PROVIDED PASSAGE »
+++
As school districts plan what back-to-school time will look like during the COVID-19 pandemic, the start of the school year is bringing on many mixed emotions for students, especially for transgender and gender diverse youth.
For some, school can be a stable and supportive environment, but for others, it can be anxiety-provoking and discouraging. Extracurricular activities and in-person classes may be limited, making it hard for youth to find time to be with their friends and support systems outside of the home. This can have a huge impact on their well-being.
How does COVID-19 affect LGBTQ+ youth, particularly transgender and gender-diverse touth differently?
The social isolation that results from being at home and lack of connection to friends and other important figures is stressful, particularly if their families are not supportive of their identities. About 50-60 percent of LGBTQ+ youth don’t feel supported by families in their identities, and they may hear negative comments about their identities in their homes. LGBTQ+ youth who are highly rejected by their families are 8 times more likely to have attempted suicide, whereas the risk is significantly decreased when parents and families are supportive.
+++
EXTRACTED ENTRIES »

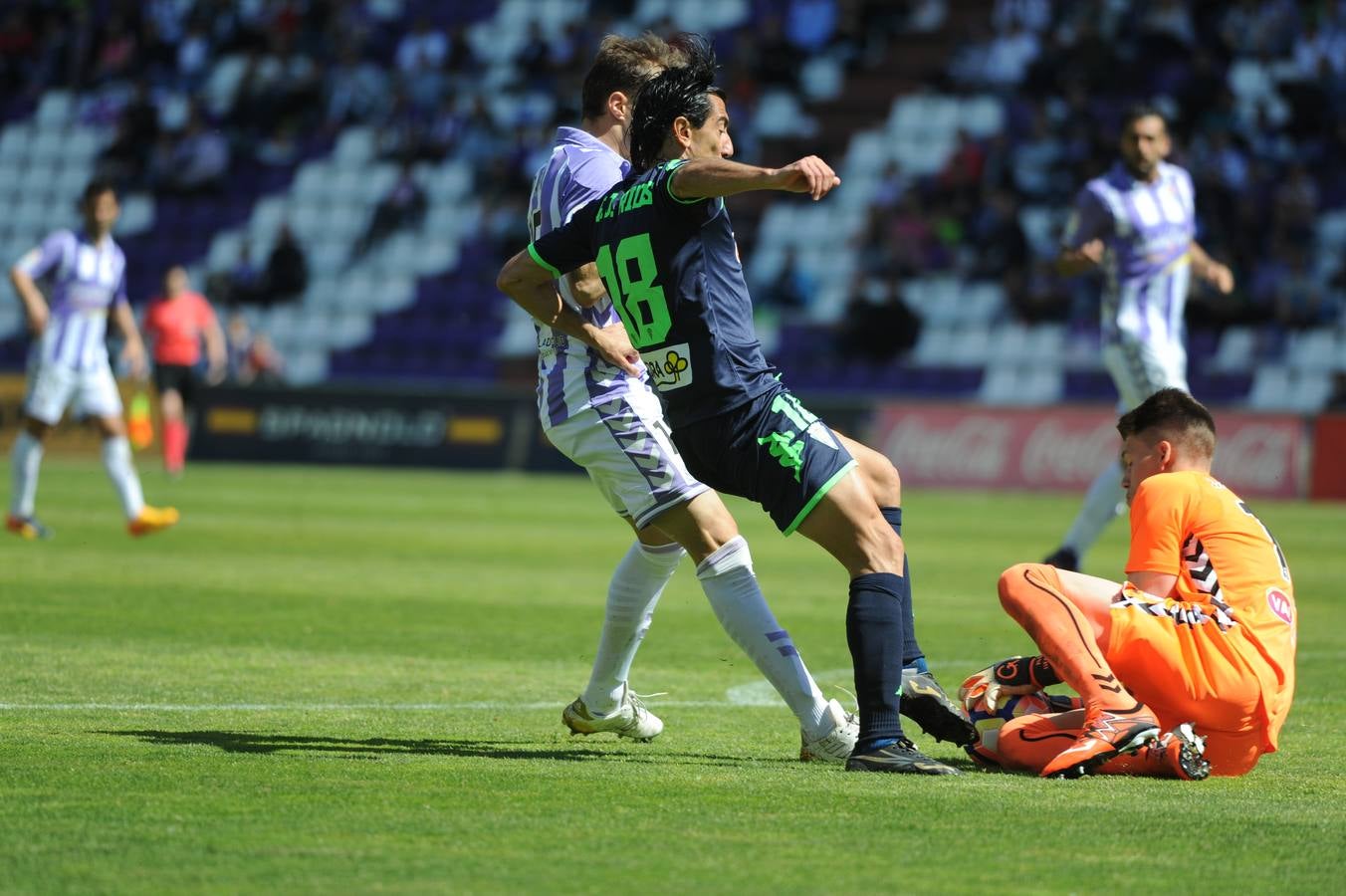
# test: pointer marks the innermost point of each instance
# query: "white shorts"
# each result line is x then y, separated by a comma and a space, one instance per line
625, 445
1140, 368
54, 386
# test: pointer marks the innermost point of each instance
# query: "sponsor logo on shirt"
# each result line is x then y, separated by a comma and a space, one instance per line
669, 367
1279, 603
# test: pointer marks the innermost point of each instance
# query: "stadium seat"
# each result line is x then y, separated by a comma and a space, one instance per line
56, 108
1235, 350
1270, 387
982, 115
137, 213
1311, 350
14, 142
354, 148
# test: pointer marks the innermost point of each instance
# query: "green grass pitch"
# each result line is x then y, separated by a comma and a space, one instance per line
350, 681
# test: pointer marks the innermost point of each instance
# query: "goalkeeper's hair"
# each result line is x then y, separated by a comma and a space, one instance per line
1173, 414
680, 92
96, 188
623, 65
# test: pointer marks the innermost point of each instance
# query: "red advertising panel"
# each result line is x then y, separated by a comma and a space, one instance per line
1330, 458
1063, 448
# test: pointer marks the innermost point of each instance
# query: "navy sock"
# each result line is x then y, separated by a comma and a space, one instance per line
874, 627
911, 653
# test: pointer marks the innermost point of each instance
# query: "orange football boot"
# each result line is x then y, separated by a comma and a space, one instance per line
1107, 734
26, 528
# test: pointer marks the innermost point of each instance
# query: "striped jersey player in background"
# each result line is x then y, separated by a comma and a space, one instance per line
612, 425
1138, 225
664, 245
68, 363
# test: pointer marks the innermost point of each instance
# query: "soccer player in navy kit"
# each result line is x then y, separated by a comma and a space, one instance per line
665, 251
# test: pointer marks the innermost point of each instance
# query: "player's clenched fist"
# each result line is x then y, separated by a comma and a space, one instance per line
809, 175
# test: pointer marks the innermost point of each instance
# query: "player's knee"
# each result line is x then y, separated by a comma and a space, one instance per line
1012, 596
880, 477
37, 428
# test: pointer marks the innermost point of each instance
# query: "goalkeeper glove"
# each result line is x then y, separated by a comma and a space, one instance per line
1009, 677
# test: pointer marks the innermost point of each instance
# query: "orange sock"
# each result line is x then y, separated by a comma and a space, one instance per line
175, 445
1029, 742
1032, 594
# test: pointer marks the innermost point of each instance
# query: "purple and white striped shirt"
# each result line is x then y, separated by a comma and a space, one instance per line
87, 280
1147, 229
569, 375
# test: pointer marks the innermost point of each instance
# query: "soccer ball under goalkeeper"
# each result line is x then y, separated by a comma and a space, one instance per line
990, 722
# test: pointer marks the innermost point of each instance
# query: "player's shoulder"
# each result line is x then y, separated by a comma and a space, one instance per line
1174, 169
1174, 486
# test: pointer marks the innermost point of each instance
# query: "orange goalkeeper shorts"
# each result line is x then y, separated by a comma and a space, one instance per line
1188, 665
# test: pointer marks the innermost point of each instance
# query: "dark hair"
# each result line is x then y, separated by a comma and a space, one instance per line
1174, 414
96, 188
679, 92
623, 65
1142, 111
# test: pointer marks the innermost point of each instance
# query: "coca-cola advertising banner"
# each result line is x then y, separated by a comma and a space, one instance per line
959, 447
+++
WORK INSTRUCTION 1 »
How would you translate this sentence from the passage on transgender youth and school into Spanish: "This can have a huge impact on their well-being."
WORK INSTRUCTION 2 »
Could you print, word for word, the part of the passage on transgender youth and school that opens with the words containing "For some, school" and closes with "gender-diverse touth differently?"?
The listing comes from a different source than the passage.

RESPONSE AREA 1 »
Esto puede tener un enorme impacto en su bienestar.

RESPONSE AREA 2 »
For some, school can be a stable and supportive environment, but for others, it can be anxiety-provoking and discouraging. Extracurricular activities and in-person classes may be limited, making it hard for youth to find time to be with their friends and support systems outside of the home. This can have a huge impact on their well-being.
How does COVID-19 affect LGBTQ+ youth, particularly transgender and gender-diverse touth differently?